Kuntilanak Itu Istriku, Cerita Horor yang Dibilang Lebih Ngeri dari KKN Desa Penari

Kuntilanak itu istriku

Sudah beberapa pekan terakhir ini Indonesia gempar dengan sebuah cerita horror berjudul KKN di Desa Penari, cerita ini diunggah oleh sebuah akun anonim di Twitter bernama SimpleMan (@SimpleM81378523). Banyak warganet yang berkata sejak membaca cerita tersebut mereka sering mimpi buruk, tidak berani keluar malam, dan yang paling parah hingga jatuh sakit saat membacanya.

Advertisement

Saya awalnya tidak tertarik untuk membacanya, namun karena membludaknya unggahan di beranda Instagram, Facebook, dan Twitter saya, maka saya pun mencari cerita KKN tersebut di Google.
□ □ □
*Tugas dan Latihan*
- A) Kutiplah bagian teks bacaan tentang cerita horor di atas, mulai dari "Kuntilanak Itu Istriku, Cerita" sampai dengan "sakit saat membacanya.", termasuk kata-kata terakhir tersebut.
- B) Sebutkan semua platform media sosial yang disebut dalam teks bacaan tentang cerita horor di atas.

*Data Masukan*
□ □ □
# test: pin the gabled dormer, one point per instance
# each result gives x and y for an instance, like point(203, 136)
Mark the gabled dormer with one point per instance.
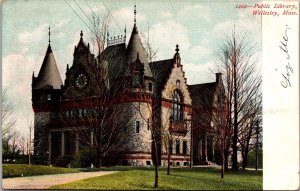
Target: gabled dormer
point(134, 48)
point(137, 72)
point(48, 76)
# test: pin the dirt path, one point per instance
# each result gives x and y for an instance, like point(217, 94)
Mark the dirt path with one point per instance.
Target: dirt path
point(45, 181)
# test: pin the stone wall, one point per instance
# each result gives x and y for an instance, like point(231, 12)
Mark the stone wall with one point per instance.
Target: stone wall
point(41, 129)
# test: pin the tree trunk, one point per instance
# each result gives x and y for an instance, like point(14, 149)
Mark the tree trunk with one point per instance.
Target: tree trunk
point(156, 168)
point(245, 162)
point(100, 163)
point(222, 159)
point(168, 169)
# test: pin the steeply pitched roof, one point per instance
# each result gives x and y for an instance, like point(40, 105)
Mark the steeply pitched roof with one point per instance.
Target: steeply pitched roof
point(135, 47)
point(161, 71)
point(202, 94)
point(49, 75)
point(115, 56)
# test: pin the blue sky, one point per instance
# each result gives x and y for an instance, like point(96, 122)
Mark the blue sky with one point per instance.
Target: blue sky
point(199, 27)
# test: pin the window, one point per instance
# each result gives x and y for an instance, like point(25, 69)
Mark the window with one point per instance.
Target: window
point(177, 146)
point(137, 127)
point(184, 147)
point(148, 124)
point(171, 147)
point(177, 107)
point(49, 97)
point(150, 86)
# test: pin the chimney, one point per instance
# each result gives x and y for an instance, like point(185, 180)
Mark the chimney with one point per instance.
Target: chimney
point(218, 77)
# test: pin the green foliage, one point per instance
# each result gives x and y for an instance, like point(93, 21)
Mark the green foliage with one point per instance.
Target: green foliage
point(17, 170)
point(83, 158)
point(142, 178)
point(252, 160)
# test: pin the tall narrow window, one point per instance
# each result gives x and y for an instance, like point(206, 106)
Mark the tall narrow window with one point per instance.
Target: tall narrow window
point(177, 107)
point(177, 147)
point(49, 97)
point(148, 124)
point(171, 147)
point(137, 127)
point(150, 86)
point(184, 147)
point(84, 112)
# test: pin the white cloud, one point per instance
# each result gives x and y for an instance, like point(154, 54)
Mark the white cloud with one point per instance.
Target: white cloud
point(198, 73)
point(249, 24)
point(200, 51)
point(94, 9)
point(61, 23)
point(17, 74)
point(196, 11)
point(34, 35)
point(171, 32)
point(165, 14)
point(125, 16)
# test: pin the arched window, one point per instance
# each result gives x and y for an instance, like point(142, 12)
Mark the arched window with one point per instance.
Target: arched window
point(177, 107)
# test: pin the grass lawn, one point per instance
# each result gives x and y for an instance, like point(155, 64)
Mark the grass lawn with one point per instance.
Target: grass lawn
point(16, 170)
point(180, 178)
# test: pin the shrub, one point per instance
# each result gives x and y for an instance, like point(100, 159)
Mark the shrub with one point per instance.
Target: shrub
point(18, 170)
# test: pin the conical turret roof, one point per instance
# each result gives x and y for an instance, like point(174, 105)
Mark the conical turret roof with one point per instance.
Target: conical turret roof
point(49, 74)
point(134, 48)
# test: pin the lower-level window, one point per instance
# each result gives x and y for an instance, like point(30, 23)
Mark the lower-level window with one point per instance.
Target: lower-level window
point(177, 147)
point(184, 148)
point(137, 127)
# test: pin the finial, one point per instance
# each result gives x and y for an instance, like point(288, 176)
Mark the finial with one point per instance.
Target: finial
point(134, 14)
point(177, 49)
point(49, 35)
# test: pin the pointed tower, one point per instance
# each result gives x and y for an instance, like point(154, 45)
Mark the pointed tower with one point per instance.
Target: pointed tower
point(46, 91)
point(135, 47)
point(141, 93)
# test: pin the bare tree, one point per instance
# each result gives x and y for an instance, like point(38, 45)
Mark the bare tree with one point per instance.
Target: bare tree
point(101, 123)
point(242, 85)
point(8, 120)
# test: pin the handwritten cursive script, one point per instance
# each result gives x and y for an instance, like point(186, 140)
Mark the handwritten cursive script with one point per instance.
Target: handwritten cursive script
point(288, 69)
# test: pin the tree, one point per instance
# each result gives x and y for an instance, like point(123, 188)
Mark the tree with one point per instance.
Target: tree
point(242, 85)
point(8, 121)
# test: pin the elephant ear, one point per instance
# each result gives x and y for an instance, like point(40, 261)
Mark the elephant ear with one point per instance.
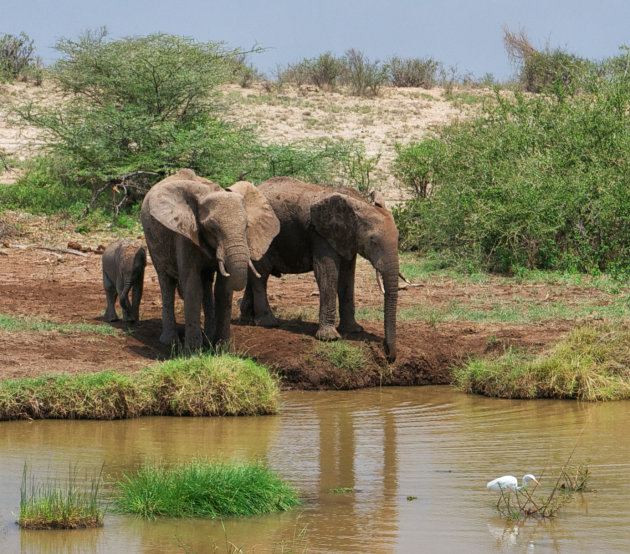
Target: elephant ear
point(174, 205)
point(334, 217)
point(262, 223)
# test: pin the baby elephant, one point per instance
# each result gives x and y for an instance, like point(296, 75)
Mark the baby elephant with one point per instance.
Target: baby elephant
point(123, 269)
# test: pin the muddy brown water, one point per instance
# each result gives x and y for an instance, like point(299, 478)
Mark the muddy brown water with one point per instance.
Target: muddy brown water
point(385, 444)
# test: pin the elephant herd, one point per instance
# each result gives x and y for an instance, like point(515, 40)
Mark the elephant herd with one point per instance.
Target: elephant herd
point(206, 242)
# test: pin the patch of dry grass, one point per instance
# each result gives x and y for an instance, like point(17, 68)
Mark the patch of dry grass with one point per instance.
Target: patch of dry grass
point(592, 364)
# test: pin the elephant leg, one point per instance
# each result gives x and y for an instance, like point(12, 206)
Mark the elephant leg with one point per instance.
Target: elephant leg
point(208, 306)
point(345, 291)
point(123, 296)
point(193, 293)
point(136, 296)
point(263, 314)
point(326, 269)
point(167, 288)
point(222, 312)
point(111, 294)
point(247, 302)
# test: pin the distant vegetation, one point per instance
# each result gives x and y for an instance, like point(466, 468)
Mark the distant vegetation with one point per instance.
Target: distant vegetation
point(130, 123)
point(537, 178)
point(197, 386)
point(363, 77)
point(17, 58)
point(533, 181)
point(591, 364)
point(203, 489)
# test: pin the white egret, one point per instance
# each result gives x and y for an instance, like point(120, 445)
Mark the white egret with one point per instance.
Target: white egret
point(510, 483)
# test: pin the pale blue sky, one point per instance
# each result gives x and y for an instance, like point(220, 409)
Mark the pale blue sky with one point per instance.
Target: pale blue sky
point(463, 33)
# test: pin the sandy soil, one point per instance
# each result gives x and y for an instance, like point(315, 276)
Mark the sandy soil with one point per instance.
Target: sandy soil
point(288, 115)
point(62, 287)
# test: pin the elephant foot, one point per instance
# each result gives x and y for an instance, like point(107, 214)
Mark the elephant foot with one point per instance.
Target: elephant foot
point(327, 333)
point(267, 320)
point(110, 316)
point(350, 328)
□ □ □
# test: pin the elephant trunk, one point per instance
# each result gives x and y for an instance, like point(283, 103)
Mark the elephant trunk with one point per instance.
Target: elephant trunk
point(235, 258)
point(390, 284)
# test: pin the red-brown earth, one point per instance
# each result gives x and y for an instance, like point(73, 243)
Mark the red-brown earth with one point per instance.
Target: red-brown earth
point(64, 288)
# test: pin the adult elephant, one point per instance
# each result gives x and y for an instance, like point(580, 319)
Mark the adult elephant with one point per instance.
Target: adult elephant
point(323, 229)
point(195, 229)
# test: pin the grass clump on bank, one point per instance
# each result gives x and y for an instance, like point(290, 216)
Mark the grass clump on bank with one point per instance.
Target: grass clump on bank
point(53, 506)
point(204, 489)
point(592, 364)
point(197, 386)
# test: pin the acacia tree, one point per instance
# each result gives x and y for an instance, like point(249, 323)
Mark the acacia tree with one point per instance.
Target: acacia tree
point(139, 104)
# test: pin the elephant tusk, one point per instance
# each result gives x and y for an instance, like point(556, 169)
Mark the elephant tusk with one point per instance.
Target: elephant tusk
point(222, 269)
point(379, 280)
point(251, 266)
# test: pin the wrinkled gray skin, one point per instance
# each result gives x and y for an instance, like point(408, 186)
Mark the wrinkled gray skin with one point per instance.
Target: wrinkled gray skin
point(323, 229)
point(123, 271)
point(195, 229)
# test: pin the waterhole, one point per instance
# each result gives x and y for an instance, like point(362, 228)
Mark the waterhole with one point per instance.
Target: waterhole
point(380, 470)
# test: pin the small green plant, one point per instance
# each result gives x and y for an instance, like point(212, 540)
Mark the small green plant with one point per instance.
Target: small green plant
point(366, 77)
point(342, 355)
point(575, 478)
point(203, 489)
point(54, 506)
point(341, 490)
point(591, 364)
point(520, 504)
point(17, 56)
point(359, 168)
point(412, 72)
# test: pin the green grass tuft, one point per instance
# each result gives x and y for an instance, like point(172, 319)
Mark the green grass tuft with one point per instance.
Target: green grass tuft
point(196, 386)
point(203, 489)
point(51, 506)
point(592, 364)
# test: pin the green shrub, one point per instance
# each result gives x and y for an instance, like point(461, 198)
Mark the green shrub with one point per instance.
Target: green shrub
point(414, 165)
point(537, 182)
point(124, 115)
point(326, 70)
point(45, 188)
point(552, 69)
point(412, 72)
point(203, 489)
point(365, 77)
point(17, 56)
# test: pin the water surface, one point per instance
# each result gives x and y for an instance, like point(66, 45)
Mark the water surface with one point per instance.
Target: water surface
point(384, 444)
□ □ □
*Kunci Jawaban*
- A)
Kuntilanak Itu Istriku, Cerita Horor yang Dibilang Lebih Ngeri dari KKN Desa Penari

Kuntilanak itu istriku

Sudah beberapa pekan terakhir ini Indonesia gempar dengan sebuah cerita horror berjudul KKN di Desa Penari, cerita ini diunggah oleh sebuah akun anonim di Twitter bernama SimpleMan (@SimpleM81378523). Banyak warganet yang berkata sejak membaca cerita tersebut mereka sering mimpi buruk, tidak berani keluar malam, dan yang paling parah hingga jatuh sakit saat membacanya.

- B) Twitter, Instagram, Facebook